STATED GOAL
Copy every line of the material below verbatim, changing nothing.

Segmentation dataset records:
_ _ _ _ _
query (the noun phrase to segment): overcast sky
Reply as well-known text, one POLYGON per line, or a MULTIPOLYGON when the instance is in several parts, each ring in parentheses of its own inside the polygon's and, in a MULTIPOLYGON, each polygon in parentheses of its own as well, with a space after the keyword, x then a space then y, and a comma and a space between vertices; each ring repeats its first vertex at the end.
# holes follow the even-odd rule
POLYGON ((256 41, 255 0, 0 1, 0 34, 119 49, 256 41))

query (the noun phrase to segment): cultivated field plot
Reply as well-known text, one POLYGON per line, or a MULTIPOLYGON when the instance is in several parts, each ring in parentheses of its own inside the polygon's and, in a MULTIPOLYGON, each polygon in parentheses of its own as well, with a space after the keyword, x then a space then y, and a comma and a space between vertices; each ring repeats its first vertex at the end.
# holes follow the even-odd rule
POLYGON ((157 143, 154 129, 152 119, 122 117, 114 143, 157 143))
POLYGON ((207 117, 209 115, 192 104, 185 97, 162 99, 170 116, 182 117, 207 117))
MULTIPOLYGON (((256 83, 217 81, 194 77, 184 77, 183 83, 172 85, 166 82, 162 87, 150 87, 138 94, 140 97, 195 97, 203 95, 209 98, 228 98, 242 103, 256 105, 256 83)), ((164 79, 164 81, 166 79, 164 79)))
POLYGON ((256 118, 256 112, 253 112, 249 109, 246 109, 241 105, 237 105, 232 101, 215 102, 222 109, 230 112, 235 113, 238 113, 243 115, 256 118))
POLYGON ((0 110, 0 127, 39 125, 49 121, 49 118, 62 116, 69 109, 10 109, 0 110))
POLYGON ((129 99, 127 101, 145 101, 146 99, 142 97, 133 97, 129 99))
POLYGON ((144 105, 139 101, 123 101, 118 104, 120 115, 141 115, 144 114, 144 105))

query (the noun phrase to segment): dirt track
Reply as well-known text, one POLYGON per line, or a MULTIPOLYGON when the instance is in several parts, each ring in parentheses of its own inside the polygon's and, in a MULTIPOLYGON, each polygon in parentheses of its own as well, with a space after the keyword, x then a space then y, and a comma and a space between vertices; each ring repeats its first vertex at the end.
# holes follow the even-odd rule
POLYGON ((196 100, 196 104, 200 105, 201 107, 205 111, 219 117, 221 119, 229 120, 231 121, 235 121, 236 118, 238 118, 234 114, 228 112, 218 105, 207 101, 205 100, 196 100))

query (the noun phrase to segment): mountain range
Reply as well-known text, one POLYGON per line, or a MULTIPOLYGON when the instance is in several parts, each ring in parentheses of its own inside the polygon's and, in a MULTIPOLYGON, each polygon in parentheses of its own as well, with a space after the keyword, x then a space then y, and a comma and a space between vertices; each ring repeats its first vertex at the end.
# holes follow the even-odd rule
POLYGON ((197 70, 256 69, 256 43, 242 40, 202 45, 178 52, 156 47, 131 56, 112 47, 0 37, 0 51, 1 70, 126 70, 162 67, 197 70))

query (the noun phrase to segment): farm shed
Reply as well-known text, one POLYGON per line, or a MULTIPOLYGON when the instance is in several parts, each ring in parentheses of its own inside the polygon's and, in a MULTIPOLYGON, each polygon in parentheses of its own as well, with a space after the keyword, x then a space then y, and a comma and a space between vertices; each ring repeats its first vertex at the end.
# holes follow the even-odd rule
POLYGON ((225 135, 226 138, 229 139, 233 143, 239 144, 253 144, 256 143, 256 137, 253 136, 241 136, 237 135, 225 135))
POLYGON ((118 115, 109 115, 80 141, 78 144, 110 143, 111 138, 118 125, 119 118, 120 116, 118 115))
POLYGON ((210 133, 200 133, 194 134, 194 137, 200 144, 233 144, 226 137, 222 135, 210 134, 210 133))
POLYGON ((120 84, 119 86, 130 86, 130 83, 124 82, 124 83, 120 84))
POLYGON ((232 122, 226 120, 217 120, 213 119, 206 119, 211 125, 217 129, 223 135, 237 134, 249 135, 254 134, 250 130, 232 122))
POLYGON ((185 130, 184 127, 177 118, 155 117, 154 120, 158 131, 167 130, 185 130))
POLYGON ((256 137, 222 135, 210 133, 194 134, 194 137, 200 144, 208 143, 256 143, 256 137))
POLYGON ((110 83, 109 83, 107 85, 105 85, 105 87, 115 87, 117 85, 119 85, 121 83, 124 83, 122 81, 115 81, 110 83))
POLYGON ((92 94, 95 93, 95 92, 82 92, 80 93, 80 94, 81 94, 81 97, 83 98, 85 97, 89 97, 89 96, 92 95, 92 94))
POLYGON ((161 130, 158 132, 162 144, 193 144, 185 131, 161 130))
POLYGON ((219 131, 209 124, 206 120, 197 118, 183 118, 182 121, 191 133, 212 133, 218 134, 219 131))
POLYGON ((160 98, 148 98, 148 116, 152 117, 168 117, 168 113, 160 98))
_ _ _ _ _
RESPONSE TO THE TASK
query (the noun phrase to segment): overcast sky
Reply as well-known text, one POLYGON per line, or a MULTIPOLYGON when the instance is in several parts, each ring in parentheses of its own inside the polygon's and, in a MULTIPOLYGON, each polygon in parentheses of its own as well, with a space after the keyword, x then a space then y, and a comma and a space between vertices; each ring repeats its first vertex at the end.
# holes follow the even-odd rule
POLYGON ((256 41, 255 0, 0 1, 0 34, 119 49, 256 41))

query (the noun phrase to segment): cultivated field plot
Reply as well-known text, one POLYGON per line, or a MULTIPOLYGON when the instance is in several parts, each ring in parentheses of its own inside the polygon's and, in a MULTIPOLYGON, each polygon in parentheses of its own as well, with a space after the keyword, x then a space then y, and a comma and a space between vertices; each ring repeats its first vertex at the end.
# holes follow the even-odd rule
POLYGON ((157 143, 154 129, 152 119, 122 117, 114 143, 157 143))
POLYGON ((207 117, 209 115, 192 104, 185 97, 162 99, 170 116, 182 117, 207 117))
MULTIPOLYGON (((256 83, 217 81, 194 77, 184 77, 183 83, 172 85, 166 82, 162 87, 150 87, 138 94, 140 97, 195 97, 203 95, 209 98, 228 98, 242 103, 256 105, 256 83)), ((164 79, 164 81, 166 79, 164 79)))
POLYGON ((256 118, 256 112, 253 112, 249 109, 246 109, 241 105, 237 105, 232 101, 215 102, 222 109, 230 112, 235 113, 238 113, 243 115, 256 118))
POLYGON ((0 110, 0 127, 39 125, 49 121, 49 118, 62 116, 69 109, 10 109, 0 110))
POLYGON ((129 99, 127 101, 145 101, 146 99, 142 97, 133 97, 129 99))
POLYGON ((144 105, 139 101, 123 101, 118 104, 120 115, 141 115, 144 114, 144 105))

query (the noun phrase to segment): dirt track
Reply as well-known text, one POLYGON per line, or a MULTIPOLYGON when the instance is in several parts, each ring in parentheses of its own inside the polygon's and, in a MULTIPOLYGON, each polygon in parentheses of its own as well, with a space after the keyword, x then a space then y, and a comma and a space between vertices; each ring repeats its first vertex at the end.
# holes follow the even-odd rule
POLYGON ((196 100, 196 104, 200 105, 201 107, 205 111, 219 117, 221 119, 229 120, 231 121, 235 121, 236 118, 238 118, 234 114, 228 112, 218 105, 207 101, 205 100, 196 100))

query (the noun phrase to segment): mountain range
Reply as well-known text, one POLYGON per line, or a MULTIPOLYGON when the instance is in several parts, each ring in parentheses of its own inside the polygon's and, in a MULTIPOLYGON, each polygon in parentheses of its own as well, with a space after the keyword, x then a space then y, and a comma and a space between vertices; each ring repeats its first vertex at the end.
# holes follow the even-odd rule
POLYGON ((197 70, 256 69, 256 43, 242 40, 202 45, 178 52, 156 47, 131 56, 112 47, 0 37, 0 51, 1 70, 126 70, 162 67, 197 70))

query (the noun phrase to segment): farm shed
Reply as well-known text, one POLYGON per line, or a MULTIPOLYGON when the instance is in several parts, each ring in parentheses of its own inside the polygon's and, in a MULTIPOLYGON, each polygon in parentheses of its own as well, with a space after the keyword, x then a space then y, and a comma and a space between vertices; each ring repeats its first vertex at the end.
# holes follow the even-odd rule
POLYGON ((225 135, 226 138, 229 139, 233 143, 239 144, 253 144, 256 143, 256 137, 253 136, 241 136, 237 135, 225 135))
POLYGON ((118 115, 109 115, 80 141, 78 144, 110 143, 111 138, 118 125, 119 118, 120 116, 118 115))
POLYGON ((210 133, 200 133, 194 134, 194 137, 200 144, 233 144, 226 137, 222 135, 210 134, 210 133))
POLYGON ((120 84, 119 86, 130 86, 130 83, 124 82, 124 83, 120 84))
POLYGON ((232 122, 226 120, 217 120, 213 119, 206 119, 211 125, 217 129, 223 135, 237 134, 249 135, 254 134, 250 130, 232 122))
POLYGON ((185 130, 184 127, 177 118, 155 117, 154 120, 158 131, 167 130, 185 130))
POLYGON ((256 137, 222 135, 210 133, 194 134, 194 137, 200 144, 208 143, 256 143, 256 137))
POLYGON ((110 83, 109 83, 107 85, 105 85, 105 87, 115 87, 117 85, 119 85, 121 83, 124 83, 122 81, 115 81, 110 83))
POLYGON ((92 94, 95 93, 95 92, 82 92, 80 93, 80 94, 81 94, 81 97, 83 98, 85 97, 89 97, 89 96, 92 95, 92 94))
POLYGON ((161 130, 158 132, 162 144, 193 144, 185 131, 161 130))
POLYGON ((219 131, 209 124, 206 120, 197 118, 183 118, 182 121, 191 133, 212 133, 218 134, 219 131))
POLYGON ((160 98, 148 98, 148 116, 152 117, 168 117, 168 113, 160 98))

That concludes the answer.